TASK TO CARRY OUT:
Edit only the lines from the one containing "Indicate the aircraft nose" down through the one containing "[1167, 529]", replacing "marker" with "point" and leaving everything else unchanged.

(Dataset excerpt)
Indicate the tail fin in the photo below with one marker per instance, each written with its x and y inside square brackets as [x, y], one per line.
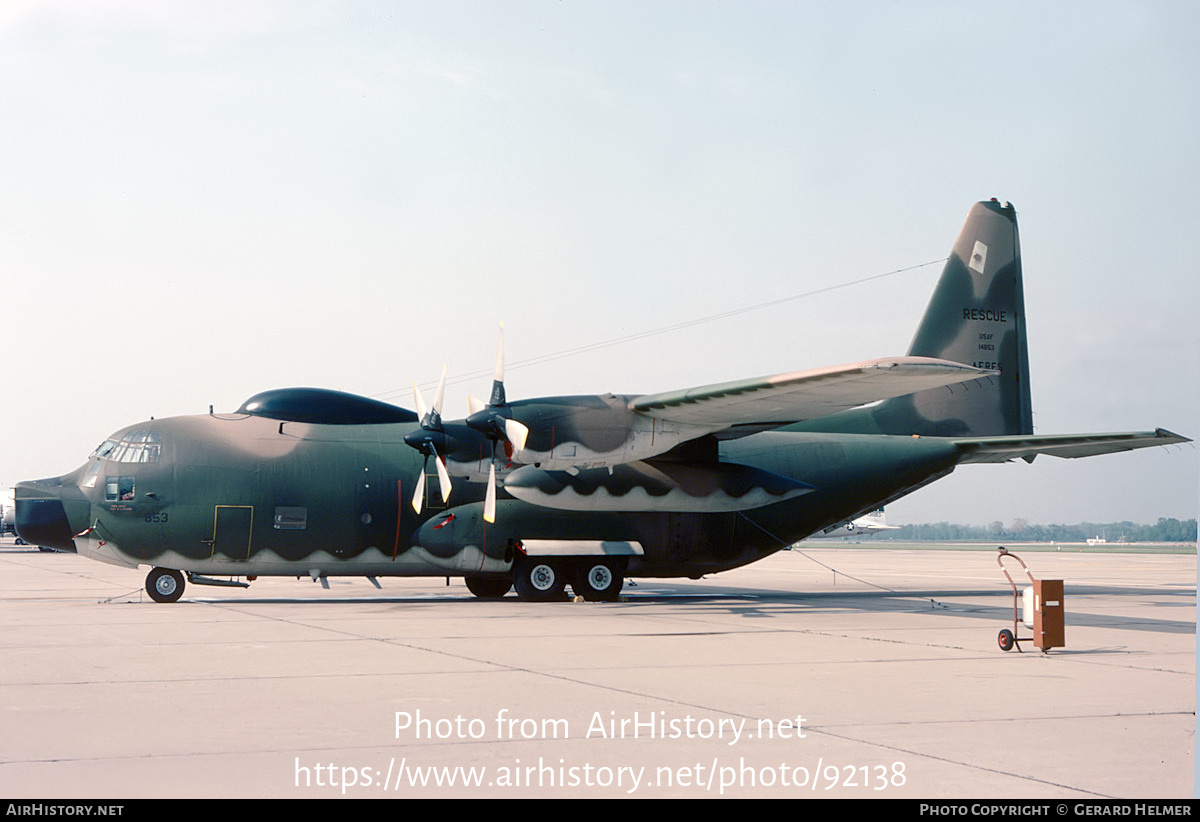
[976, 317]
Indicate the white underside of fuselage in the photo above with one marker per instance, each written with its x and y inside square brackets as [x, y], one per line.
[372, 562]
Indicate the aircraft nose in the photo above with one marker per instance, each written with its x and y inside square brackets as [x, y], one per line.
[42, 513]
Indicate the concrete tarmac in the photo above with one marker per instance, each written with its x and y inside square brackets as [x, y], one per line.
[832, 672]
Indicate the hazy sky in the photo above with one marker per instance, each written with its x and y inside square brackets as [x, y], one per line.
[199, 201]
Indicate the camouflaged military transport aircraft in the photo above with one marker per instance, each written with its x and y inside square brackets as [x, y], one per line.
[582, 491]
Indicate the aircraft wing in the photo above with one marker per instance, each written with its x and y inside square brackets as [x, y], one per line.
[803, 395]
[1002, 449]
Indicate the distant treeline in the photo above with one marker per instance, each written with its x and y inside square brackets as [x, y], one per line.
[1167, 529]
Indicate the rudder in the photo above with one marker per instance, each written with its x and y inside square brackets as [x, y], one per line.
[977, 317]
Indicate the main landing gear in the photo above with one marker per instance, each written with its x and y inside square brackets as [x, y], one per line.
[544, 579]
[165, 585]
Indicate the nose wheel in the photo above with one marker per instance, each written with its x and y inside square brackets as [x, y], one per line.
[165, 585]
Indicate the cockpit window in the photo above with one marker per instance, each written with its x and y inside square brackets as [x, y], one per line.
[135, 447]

--

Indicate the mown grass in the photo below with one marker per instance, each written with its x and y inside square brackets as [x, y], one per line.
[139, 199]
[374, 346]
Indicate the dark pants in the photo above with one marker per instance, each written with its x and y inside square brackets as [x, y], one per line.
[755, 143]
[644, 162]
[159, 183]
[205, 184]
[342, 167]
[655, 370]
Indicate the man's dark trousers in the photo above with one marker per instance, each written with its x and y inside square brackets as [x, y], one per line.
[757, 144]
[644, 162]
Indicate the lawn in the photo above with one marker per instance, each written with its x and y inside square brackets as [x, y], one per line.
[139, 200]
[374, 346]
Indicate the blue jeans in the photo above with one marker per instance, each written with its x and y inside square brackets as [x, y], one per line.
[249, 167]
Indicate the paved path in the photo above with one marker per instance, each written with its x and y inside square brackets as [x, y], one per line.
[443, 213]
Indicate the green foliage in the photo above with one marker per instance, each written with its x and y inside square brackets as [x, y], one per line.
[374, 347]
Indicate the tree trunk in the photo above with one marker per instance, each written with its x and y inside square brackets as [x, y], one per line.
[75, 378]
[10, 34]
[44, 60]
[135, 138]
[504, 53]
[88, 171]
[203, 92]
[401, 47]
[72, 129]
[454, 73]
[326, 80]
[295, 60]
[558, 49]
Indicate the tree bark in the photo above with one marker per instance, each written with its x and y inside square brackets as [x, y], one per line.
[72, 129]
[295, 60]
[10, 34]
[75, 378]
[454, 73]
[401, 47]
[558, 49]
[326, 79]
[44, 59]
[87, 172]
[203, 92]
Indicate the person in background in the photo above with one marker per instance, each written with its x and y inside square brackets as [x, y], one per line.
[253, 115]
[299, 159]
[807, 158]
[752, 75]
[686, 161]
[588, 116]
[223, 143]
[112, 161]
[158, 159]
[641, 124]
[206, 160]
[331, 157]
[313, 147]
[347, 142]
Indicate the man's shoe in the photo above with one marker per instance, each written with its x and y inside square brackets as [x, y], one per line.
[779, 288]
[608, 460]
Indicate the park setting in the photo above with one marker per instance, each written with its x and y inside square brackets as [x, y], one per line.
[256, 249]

TASK RESPONSE:
Indicate the aircraft nose in the photo above with one point per instance, each written with its x and y inside square brackets as [x, y], one per line.
[42, 513]
Indicate the concrete tarmac in the photo above with one point per instance, each written with its x and y inside square brackets as [x, y], one per line.
[832, 672]
Indicate the hazy sky in the photo above with one point per instance, each written with its x and y inside square brackets as [x, y], one per line.
[199, 201]
Indicate the camouflaged military transport aircraft in the photo above with one point per instance, each written with its x and y inside square brackets as [x, y], one per line.
[582, 491]
Indicate the aircraft wing in the photo above with one point per instance, each written with its x and y inside square brackets as [x, y], one per line.
[803, 395]
[1002, 449]
Indicate the distant treeline in the photo above with one point per instance, each written with its x and y inside square brackets as [x, y], one per line.
[1167, 529]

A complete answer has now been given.